Nope, sorry, unacceptable. As the Desert Father said, this life was given to you for repentance (not “if you have a bad attitude, you will go to purgatory and be fixed there”). And if I recall correctly, it was EO saint Xenia of St. Petersburg who said “It is later than you think; therefore hasten to do the work of God!” And as we teach in the Coptic Orthodox Church, quite forcefully (as you will see if you click the link), after death there is no chance for repentance (though, please note: this is talking about the deceased individual’s ability to affect their own fate after death; we can and do pray for the souls of the departed in the understanding that it is right to ask for God’s mercy on their behalf for whatever they may need, which God knows and we don’t; for this reason and with this distinction in mind, the funerary prayers include language in which the Church states that she absolves the departed from sin and prays for mercy that God may accept the soul among the righteous in the heavenly Jerusalem…all of this reinforces the absolute lack of purgatory as the Latins have dogmatized it, without denying any of the things they claim make it necessary: the necessary for a purgation of sins in order to enter heaven, the efficacy or rationale for praying for the dead, etc.).

Purgatory is in no way Orthodox doctrine.
 
QUOTE: The main argument is that nothing changed with the Filioque, it just became more clear and precise…”
I RESPOND: Even it that were true and the filioque does not change the doctrine taught by the Creed, it is still an unauthorized addition to the text of the Creed as approved by the Ecumenical Councils made unilaterally by the West. In 1054, when Cardinal Humbert began the schism by excommunicating the Patriarch of Constantinople and the entire East that supported him, he accused the East of taking the “filioque” out of the Creed. It was never in the Creed approved by the Ecumenical Councils to begin with.
Unfortunately the filioque does change the meaning of the Creed. At this point, I am not sure what Rome believes about the procession of the Holy Spirit. Some explanations given on this thread, that the filioque is equivalent to saying through or sent by the Holy Spirit are acceptable to Orthodox theology. Others, which explain the filioque as teaching that the Holy Spirit originate from the Father and the Son are not.
QUOTE: Plus if the Latin Church has superlative access to the “deposit of faith” that clearly means even if it was a semantics difference, their diction was clearly more superior END QUOTE
I RESPOND: How can the Latin Church have superlative access to the “deposit of faith” than the Ecumenical Councils? That kind of statement is pure pride.
QUOTE: I think it is partly our fault for believing in too much the legal requirements of those Ecumenical Councils when Catholics today hardly know about them. So let us bend a bit to give these brothers and sisters of Rome our willingness to share something that would transmit into more mutual understanding and fellowship. That is how we can heal this. END QUOTE
I RESPOND: I strongly disagree. The Ecumenical Councils are the highest voice of the Church. Orthodox ywould not be Orthodox if we did not adhere to their decisions. There is a friendly dialogue with Rome on the national and international level. The Orthodox proposal for reunion is simple and reasonable, reunite on the basis of the way that things were before 1054 on the basis of the Faith of the ancient undivided Church as expressed by the 7 Ecumenical Councils that we both share.
════════════════════
- _REQUIRED WORK_: Condense the paragraph from the discussion of purgatory and the filioque that begins "Unfortunately the filioque does change" into a short bulleted list that keeps its main points.

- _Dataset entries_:
════════════════════
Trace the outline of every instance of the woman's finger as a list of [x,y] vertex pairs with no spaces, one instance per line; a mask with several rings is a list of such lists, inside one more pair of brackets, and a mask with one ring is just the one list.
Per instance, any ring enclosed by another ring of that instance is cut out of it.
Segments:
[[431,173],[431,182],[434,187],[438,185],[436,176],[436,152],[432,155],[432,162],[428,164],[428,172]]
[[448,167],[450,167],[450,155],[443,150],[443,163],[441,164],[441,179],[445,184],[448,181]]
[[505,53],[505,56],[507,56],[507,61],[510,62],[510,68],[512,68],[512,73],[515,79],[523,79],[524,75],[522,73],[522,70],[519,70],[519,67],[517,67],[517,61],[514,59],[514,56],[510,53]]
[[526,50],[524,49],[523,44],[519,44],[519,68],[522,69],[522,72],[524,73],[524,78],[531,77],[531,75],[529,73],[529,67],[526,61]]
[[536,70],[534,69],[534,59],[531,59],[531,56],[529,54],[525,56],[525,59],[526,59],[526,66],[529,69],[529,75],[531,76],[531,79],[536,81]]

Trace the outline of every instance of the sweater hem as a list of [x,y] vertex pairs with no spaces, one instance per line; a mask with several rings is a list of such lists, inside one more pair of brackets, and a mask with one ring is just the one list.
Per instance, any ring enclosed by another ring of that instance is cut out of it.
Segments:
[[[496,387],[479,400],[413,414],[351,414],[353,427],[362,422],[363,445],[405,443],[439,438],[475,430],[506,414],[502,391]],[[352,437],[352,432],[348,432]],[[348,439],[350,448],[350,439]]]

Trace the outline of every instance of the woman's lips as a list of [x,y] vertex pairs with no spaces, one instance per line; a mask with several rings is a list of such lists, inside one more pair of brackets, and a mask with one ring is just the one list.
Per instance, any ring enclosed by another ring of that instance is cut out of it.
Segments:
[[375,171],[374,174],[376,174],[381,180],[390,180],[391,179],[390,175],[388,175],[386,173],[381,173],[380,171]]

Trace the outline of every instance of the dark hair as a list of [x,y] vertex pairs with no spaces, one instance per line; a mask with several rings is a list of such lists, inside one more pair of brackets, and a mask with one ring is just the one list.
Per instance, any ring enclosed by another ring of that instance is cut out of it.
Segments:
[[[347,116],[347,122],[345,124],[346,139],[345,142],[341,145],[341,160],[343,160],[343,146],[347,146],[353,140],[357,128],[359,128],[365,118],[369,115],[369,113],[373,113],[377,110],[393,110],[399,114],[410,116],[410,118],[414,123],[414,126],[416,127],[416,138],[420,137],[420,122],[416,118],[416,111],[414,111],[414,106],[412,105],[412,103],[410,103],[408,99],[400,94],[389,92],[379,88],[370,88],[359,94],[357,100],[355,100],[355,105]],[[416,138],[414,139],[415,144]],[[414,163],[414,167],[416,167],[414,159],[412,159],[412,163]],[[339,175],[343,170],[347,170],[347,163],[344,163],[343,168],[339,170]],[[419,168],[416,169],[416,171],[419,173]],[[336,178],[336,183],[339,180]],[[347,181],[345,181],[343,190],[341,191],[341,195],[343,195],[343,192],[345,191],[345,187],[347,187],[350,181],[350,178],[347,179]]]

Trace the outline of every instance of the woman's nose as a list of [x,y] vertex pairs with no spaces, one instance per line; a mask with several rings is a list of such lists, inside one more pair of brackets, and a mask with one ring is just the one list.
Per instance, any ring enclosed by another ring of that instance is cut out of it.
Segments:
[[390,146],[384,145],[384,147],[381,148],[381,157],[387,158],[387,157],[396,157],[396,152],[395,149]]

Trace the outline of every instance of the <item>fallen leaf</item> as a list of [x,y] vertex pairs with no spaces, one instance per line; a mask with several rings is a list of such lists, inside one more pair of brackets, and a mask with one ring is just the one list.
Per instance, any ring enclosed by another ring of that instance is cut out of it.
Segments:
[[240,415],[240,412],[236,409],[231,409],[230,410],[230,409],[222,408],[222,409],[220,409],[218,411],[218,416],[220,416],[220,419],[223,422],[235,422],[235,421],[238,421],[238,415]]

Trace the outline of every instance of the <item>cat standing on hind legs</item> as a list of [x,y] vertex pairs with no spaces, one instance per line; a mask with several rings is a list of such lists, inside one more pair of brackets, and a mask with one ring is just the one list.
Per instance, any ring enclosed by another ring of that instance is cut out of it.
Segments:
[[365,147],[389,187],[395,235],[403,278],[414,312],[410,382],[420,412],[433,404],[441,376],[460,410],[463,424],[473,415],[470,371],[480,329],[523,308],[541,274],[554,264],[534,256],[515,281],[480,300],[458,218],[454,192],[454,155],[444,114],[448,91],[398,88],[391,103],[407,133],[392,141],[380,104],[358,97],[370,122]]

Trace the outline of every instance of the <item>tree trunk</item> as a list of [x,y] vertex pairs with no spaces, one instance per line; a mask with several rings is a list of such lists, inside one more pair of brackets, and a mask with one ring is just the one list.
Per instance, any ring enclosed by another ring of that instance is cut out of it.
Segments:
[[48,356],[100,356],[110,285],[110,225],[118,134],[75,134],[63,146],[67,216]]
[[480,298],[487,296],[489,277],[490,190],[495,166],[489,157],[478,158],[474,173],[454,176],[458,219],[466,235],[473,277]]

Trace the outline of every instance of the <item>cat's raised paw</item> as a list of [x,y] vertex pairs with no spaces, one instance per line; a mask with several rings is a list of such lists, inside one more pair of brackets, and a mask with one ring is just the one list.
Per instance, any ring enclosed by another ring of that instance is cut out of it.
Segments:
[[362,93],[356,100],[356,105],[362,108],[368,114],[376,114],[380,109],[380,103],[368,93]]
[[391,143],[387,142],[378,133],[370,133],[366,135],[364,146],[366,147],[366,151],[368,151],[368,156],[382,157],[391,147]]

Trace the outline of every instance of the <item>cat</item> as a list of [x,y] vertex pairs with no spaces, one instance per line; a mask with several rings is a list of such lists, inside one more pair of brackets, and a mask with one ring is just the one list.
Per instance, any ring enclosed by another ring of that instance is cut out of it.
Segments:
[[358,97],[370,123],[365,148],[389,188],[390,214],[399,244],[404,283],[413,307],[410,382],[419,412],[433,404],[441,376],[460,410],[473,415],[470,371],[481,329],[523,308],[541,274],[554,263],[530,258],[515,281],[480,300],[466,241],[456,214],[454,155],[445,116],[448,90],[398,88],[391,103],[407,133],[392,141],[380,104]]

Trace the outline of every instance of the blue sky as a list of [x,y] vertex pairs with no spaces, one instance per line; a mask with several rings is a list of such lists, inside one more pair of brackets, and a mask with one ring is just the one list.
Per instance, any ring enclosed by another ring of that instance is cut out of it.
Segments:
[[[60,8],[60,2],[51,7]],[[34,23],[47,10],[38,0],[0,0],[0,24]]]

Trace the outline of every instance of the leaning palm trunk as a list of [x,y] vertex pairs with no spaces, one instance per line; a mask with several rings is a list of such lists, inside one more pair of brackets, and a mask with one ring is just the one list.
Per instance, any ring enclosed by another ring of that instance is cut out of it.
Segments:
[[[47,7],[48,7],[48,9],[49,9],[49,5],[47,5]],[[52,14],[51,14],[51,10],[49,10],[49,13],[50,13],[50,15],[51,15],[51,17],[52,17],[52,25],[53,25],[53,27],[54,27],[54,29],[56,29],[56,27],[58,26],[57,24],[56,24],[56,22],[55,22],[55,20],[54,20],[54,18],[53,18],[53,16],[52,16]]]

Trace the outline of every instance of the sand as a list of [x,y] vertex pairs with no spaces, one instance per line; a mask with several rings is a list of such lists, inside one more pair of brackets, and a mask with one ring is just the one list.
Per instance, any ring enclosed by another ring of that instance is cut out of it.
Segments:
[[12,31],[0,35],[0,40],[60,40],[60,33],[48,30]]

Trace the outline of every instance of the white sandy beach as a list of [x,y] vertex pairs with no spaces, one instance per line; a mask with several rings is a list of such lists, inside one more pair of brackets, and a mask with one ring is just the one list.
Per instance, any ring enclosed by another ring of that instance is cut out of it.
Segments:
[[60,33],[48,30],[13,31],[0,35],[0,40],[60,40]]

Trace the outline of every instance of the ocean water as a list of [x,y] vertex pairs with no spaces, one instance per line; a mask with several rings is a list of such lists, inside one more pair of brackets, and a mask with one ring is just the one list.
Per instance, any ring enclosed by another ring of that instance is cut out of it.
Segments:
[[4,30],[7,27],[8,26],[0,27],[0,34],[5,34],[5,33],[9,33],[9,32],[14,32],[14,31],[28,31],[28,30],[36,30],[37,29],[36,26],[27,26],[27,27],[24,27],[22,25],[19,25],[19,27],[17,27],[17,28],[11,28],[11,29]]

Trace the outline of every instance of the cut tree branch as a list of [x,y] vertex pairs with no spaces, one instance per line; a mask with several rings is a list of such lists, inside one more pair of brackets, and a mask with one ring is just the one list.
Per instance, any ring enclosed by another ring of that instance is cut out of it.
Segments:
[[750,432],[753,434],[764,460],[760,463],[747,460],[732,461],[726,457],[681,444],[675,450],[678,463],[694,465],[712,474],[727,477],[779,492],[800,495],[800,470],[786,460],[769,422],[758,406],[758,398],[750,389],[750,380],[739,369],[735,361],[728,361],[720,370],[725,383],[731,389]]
════════════════════
- _THE SOLUTION_:
- The filioque changes the meaning of the Creed.
- It is unclear what Rome now believes about the procession of the Holy Spirit.
- Orthodox theology accepts some explanations offered in the thread, which equate the filioque with saying "through" or "sent by."
- Orthodox theology does not accept explanations that the Holy Spirit originates from the Father and the Son.